What you will do ::
Recast the material below as a two-column CSV with the headers input and output. Give one row for each text and its answer, with each value in a single quoted field and line breaks turned into spaces.

Given data ::
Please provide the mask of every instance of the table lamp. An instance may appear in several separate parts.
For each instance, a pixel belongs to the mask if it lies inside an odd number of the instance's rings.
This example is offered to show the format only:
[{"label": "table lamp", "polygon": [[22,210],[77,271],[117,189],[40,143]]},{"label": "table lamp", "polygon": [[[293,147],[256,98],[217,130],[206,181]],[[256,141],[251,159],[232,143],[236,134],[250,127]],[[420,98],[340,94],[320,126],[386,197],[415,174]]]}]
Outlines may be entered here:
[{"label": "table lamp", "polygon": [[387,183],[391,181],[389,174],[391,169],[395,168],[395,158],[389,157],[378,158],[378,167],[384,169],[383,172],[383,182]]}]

The output ::
input,output
"Please provide the mask of every instance of the table lamp. An instance may appear in several separate parts. For each instance, a pixel belongs to the mask if it lies inside an odd number of the instance's rings. This example is offered to show the format only: [{""label"": ""table lamp"", ""polygon"": [[22,210],[77,271],[117,189],[40,143]]},{""label"": ""table lamp"", ""polygon"": [[[293,147],[256,98],[217,130],[206,181]],[[256,141],[251,159],[232,143],[236,134],[250,127]],[[420,98],[340,94],[320,126],[386,197],[415,174]]]}] Outlines may be entered here:","[{""label"": ""table lamp"", ""polygon"": [[387,183],[391,181],[389,174],[391,169],[395,168],[395,158],[389,157],[378,158],[378,167],[384,169],[383,172],[383,182]]}]"